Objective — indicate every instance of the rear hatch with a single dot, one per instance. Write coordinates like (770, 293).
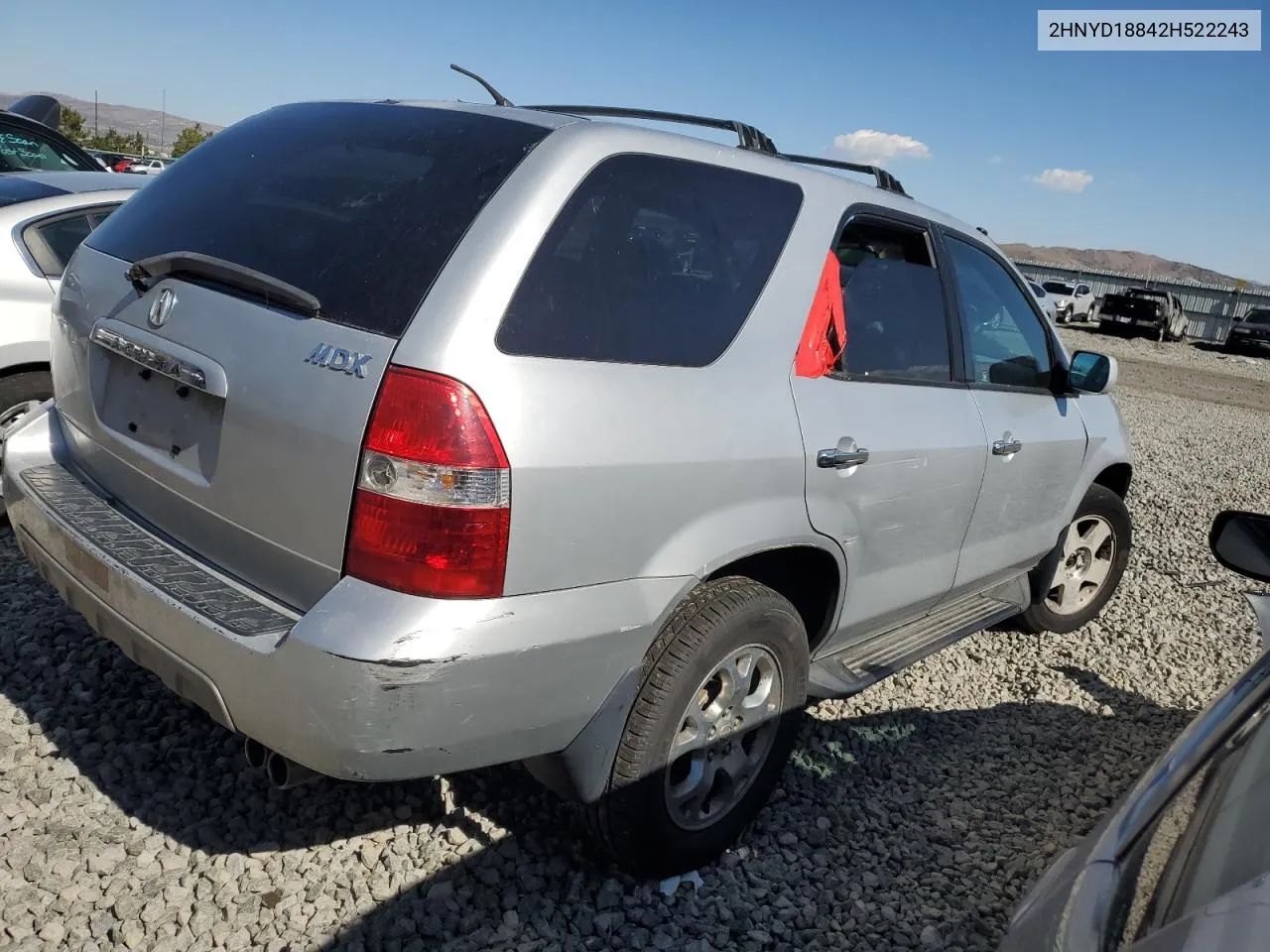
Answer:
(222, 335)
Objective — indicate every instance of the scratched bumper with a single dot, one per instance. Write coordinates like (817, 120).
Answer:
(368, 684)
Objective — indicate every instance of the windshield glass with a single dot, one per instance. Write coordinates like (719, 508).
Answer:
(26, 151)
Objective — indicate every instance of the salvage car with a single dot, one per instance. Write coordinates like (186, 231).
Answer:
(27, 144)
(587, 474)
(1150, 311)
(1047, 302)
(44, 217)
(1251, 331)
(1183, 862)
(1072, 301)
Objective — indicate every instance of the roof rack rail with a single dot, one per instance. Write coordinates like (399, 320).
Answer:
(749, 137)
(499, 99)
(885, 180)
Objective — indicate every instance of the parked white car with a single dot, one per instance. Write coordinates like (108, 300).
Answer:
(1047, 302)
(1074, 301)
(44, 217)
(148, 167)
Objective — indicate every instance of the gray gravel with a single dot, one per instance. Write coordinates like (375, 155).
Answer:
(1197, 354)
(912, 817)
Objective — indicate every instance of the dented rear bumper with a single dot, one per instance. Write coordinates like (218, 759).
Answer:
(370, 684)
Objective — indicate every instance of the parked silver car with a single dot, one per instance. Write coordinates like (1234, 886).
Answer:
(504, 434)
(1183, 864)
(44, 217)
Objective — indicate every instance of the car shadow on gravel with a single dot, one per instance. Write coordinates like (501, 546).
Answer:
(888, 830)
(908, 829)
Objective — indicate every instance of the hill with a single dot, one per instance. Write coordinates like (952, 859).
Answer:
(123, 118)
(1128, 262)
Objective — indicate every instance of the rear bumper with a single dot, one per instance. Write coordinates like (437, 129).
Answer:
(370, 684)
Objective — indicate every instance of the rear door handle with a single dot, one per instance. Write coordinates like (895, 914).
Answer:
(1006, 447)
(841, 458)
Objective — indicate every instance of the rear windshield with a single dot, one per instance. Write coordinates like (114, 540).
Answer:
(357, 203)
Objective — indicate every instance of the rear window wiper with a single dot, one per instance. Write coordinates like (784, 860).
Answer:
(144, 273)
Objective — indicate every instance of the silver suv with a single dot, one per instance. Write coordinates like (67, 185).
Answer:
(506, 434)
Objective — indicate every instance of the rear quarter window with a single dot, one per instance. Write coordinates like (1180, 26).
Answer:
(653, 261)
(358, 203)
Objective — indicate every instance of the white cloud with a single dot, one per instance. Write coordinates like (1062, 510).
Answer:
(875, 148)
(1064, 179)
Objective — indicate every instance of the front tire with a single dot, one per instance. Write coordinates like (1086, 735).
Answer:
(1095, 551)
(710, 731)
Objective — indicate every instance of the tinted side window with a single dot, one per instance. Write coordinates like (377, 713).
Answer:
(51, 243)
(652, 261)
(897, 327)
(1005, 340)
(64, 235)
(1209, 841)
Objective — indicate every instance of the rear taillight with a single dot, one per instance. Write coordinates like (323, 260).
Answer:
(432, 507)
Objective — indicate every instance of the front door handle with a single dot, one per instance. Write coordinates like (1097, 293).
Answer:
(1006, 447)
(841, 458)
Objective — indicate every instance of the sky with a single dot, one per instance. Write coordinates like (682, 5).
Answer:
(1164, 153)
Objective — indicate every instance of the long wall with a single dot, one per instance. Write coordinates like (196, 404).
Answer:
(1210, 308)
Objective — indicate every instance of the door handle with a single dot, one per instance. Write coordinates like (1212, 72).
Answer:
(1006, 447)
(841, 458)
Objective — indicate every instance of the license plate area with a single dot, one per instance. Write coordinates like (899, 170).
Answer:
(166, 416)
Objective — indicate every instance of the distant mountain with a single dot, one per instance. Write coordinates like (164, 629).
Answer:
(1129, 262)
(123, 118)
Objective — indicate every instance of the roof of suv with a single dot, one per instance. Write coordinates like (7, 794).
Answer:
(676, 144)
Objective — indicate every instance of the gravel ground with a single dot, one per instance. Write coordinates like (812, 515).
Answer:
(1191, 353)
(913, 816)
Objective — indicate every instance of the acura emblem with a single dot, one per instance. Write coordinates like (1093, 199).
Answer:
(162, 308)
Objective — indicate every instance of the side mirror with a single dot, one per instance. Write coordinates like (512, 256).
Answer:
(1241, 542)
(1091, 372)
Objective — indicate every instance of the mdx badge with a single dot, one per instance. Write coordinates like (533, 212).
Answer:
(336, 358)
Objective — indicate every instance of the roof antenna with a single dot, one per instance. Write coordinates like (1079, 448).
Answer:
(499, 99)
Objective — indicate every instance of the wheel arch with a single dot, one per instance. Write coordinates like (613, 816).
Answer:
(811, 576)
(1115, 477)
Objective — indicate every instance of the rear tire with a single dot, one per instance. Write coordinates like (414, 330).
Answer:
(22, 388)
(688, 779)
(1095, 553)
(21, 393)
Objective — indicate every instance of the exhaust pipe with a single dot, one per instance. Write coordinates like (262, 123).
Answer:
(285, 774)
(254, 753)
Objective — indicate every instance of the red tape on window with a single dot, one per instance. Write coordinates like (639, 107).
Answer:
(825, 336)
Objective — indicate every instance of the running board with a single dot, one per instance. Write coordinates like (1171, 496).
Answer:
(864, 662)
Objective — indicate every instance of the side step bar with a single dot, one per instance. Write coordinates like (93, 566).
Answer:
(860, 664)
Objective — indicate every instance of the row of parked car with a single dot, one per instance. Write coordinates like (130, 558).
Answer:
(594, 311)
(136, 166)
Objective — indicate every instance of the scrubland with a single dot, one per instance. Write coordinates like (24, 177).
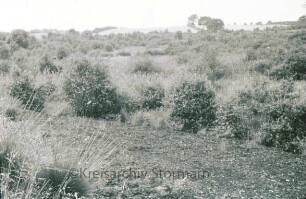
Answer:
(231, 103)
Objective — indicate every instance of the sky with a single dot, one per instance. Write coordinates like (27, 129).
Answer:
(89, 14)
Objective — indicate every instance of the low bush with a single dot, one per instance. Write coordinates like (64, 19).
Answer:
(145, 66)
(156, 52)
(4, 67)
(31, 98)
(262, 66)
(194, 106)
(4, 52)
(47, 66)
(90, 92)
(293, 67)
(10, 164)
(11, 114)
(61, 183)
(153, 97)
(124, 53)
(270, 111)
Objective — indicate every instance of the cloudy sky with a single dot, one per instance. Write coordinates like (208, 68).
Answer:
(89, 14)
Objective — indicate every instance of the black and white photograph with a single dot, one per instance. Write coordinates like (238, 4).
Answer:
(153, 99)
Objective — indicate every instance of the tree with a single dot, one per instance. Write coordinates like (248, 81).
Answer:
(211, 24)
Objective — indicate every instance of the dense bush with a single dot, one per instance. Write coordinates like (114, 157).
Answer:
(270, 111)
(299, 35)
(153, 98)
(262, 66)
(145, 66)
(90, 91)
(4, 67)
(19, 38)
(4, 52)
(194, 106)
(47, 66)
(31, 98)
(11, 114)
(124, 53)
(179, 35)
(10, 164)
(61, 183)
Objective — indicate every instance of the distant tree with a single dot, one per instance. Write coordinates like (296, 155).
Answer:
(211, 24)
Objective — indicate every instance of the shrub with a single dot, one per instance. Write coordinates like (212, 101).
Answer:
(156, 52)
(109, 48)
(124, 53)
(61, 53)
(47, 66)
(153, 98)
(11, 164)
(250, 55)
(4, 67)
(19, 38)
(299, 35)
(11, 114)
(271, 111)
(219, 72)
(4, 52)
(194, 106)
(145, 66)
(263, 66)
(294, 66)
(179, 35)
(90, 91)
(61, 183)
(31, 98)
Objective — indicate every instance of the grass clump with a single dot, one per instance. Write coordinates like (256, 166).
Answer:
==
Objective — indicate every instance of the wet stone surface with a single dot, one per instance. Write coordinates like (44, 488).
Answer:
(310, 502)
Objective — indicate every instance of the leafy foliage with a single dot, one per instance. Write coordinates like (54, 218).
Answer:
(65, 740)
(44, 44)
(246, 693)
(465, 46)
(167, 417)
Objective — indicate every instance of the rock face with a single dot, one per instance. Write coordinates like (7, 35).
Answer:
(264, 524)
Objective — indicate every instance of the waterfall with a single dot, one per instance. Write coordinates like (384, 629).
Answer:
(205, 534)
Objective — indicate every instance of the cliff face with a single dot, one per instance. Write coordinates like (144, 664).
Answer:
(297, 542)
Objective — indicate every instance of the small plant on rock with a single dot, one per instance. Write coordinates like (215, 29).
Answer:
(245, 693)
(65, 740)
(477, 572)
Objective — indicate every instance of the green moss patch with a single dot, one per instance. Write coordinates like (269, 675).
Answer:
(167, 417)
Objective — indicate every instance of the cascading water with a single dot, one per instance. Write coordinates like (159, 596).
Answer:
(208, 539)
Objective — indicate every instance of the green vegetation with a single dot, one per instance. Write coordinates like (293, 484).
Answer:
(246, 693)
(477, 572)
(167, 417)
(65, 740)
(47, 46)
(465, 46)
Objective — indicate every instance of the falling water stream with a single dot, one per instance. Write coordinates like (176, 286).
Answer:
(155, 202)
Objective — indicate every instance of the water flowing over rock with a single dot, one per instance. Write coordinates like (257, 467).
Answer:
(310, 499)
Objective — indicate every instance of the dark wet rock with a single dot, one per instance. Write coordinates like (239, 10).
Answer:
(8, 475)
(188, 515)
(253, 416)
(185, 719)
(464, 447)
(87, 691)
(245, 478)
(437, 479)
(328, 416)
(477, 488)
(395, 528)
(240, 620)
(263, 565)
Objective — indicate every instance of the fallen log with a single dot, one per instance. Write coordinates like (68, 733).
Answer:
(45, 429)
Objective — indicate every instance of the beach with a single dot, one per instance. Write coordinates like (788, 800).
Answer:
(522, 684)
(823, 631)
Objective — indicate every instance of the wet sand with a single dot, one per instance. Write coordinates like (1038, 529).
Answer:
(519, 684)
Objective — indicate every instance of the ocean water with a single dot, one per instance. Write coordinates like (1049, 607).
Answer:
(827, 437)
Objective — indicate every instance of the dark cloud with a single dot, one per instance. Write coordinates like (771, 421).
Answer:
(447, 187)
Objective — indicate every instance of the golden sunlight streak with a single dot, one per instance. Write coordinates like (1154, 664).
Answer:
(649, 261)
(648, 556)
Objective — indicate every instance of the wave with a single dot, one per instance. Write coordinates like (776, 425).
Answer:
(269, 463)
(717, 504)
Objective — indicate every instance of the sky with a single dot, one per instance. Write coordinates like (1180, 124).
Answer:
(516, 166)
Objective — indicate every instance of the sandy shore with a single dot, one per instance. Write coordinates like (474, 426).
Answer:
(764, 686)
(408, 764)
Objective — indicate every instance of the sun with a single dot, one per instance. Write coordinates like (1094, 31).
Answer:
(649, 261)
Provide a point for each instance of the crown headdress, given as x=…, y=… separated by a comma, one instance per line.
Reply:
==
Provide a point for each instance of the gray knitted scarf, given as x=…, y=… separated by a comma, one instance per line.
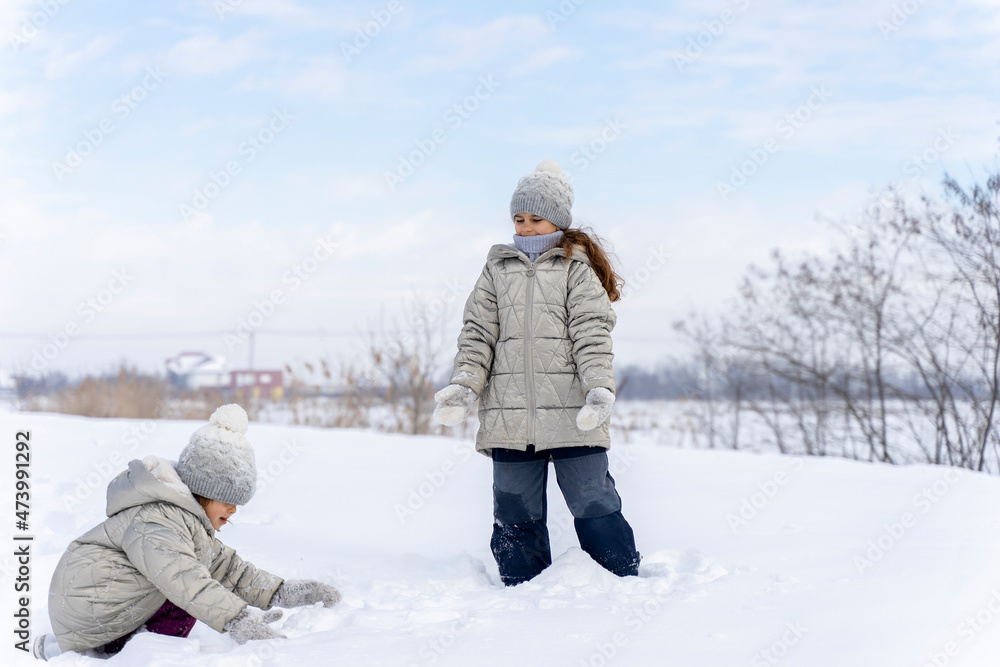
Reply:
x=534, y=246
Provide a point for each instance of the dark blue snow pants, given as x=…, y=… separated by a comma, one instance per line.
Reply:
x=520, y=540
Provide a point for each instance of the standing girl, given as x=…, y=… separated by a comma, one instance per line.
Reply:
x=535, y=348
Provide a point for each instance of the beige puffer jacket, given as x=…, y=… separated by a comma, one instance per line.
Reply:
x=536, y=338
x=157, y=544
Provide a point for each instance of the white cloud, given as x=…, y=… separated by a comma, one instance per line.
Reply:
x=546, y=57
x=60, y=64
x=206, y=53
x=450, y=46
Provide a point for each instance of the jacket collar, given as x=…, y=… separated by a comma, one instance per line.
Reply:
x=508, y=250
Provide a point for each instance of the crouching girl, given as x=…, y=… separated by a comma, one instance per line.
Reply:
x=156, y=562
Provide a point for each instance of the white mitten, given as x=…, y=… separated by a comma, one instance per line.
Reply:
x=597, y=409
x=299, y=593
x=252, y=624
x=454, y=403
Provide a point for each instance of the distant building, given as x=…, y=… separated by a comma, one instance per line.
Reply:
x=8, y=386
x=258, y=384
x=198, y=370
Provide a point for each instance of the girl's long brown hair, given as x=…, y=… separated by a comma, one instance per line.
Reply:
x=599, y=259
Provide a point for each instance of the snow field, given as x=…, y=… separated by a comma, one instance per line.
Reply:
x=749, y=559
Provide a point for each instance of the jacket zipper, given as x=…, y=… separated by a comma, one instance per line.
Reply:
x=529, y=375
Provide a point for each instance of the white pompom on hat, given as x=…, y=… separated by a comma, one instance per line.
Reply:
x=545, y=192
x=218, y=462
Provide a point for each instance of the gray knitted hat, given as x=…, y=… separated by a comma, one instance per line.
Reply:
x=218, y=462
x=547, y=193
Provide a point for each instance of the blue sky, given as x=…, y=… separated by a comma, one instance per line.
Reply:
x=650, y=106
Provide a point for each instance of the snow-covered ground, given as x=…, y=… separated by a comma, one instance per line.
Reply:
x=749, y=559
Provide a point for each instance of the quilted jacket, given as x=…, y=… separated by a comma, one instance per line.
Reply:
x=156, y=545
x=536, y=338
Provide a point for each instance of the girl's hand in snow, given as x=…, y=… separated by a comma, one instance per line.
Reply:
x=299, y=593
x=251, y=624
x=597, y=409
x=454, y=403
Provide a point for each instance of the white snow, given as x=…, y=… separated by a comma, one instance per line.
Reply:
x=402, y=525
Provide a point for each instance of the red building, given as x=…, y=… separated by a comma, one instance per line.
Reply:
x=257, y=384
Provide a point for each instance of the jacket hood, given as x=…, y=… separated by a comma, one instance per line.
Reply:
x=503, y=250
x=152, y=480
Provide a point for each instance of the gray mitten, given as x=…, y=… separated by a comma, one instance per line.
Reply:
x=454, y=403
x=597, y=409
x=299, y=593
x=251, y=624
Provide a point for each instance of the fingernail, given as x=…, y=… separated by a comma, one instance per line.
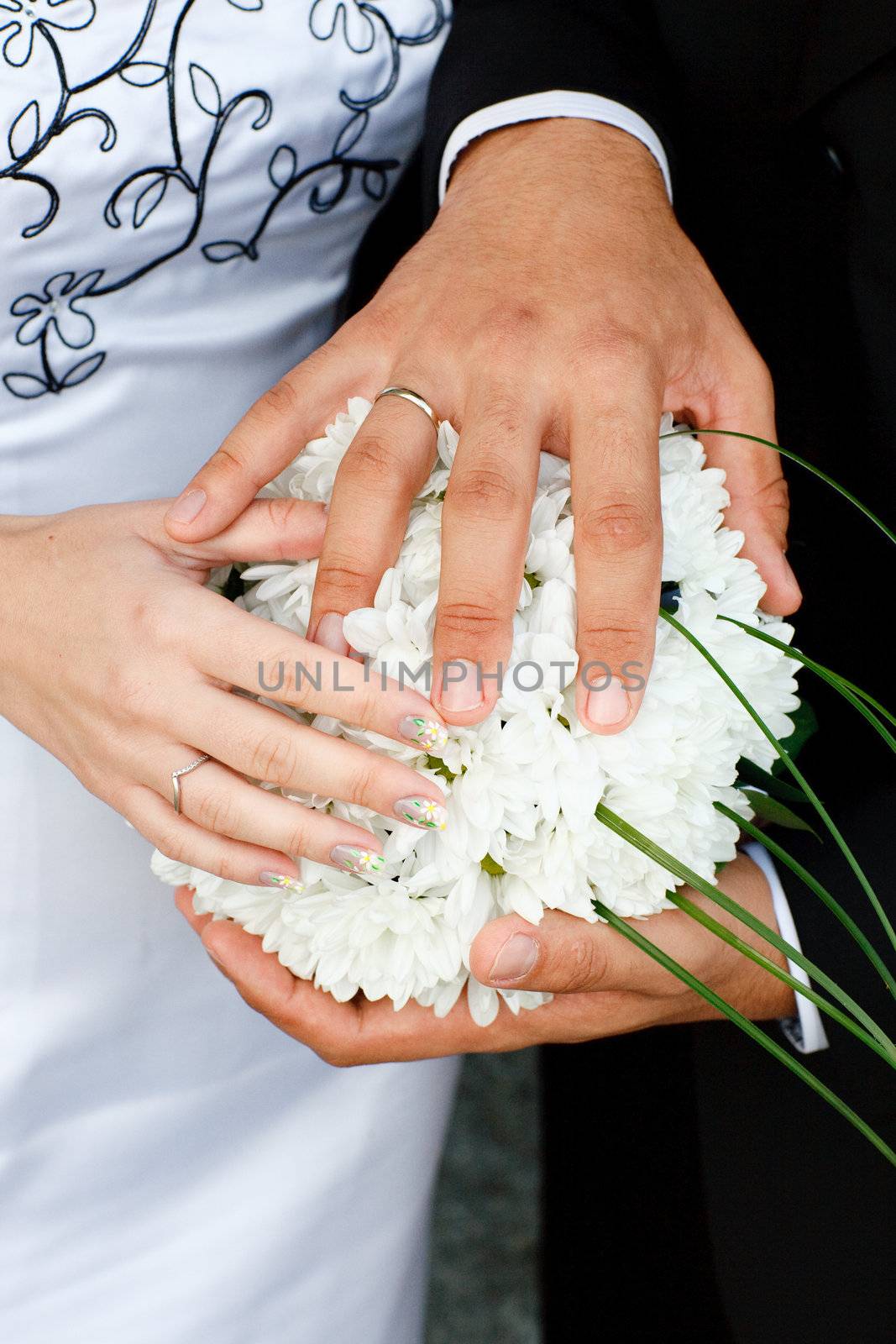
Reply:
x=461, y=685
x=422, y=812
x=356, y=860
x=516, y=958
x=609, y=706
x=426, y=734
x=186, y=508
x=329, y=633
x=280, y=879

The request → Pick out each line of the records above that contains the word "mitten", and list them.

Task response →
Provide a point for each instance of the white mitten, given as x=…, y=… separated by a comma, one instance per line.
Provide a point for each instance of the gray mitten, given as x=…, y=… separated by a comma, one instance per line.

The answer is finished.